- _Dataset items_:

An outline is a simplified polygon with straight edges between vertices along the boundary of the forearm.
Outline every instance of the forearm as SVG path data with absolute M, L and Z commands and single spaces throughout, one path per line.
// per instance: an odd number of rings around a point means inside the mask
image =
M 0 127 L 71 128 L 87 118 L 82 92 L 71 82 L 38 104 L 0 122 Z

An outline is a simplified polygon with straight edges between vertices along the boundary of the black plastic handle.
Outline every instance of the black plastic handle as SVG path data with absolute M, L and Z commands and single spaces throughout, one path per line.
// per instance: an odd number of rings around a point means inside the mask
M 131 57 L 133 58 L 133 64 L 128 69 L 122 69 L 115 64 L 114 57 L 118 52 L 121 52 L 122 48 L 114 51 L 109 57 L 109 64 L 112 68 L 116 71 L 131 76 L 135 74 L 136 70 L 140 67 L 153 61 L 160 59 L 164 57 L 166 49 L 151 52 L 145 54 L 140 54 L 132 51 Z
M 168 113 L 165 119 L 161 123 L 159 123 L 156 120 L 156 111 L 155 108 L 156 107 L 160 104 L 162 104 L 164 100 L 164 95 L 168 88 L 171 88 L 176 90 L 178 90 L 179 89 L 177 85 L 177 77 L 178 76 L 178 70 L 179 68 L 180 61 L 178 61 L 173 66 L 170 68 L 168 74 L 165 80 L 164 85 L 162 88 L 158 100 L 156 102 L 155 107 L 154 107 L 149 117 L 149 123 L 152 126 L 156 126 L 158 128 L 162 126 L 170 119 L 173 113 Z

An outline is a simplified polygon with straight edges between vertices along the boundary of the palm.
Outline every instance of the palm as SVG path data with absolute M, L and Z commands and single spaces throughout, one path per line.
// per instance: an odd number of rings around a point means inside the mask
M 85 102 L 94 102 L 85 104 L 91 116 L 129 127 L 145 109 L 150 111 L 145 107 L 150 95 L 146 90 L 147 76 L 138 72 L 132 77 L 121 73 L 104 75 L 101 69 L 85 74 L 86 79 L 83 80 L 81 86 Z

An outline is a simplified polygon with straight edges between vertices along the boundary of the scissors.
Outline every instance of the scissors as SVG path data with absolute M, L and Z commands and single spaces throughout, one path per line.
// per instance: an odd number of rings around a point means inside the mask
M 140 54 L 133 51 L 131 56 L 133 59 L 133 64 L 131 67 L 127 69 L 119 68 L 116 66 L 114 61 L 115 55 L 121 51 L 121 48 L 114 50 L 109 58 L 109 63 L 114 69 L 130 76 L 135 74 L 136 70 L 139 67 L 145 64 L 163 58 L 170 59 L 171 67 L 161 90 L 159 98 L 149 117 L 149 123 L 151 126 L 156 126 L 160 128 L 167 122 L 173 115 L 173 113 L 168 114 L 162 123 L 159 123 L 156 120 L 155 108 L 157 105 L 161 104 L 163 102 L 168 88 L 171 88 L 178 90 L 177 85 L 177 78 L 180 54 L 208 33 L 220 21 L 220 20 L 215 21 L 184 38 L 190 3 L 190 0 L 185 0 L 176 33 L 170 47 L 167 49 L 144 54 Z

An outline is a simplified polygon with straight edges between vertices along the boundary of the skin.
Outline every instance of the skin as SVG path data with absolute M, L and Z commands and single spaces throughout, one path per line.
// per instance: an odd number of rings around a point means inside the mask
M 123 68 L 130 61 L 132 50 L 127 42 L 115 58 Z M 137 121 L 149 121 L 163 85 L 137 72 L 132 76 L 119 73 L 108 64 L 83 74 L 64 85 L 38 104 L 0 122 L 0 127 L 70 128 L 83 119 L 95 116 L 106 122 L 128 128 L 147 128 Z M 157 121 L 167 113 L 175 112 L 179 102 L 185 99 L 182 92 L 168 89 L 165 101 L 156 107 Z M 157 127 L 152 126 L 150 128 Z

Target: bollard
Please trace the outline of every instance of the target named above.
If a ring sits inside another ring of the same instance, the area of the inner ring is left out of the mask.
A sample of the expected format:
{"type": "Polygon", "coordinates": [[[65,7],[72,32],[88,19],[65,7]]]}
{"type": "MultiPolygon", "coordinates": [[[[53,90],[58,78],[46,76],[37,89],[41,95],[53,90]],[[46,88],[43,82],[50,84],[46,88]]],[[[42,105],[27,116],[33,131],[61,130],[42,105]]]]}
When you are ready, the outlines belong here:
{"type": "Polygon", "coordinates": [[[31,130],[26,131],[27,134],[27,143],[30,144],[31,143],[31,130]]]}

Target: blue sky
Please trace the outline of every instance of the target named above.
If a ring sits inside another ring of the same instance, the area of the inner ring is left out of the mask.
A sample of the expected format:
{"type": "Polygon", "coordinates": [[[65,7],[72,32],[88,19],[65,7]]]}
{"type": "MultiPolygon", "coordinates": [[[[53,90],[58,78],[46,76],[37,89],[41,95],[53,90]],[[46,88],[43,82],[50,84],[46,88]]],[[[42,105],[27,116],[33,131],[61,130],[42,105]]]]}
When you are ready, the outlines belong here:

- _PROBLEM_:
Retype the entries above word for word, from the line with "black plastic handle." to the line with "M 131 57 L 133", both included.

- _EXERCISE OUTPUT_:
An outline is a simplified polygon with straight edges between vertices along the boundary of the black plastic handle.
Outline every instance of the black plastic handle as SVG path data with absolute M, L and Z commands and single spaces throughout, one path per line.
// per instance: an odd number of rings around a point means inside the mask
M 131 57 L 133 58 L 133 64 L 128 69 L 122 69 L 115 64 L 114 57 L 118 52 L 121 52 L 122 48 L 114 51 L 109 57 L 109 64 L 112 68 L 116 71 L 131 76 L 135 74 L 136 70 L 140 67 L 153 61 L 160 59 L 164 57 L 166 49 L 151 52 L 145 54 L 140 54 L 132 51 Z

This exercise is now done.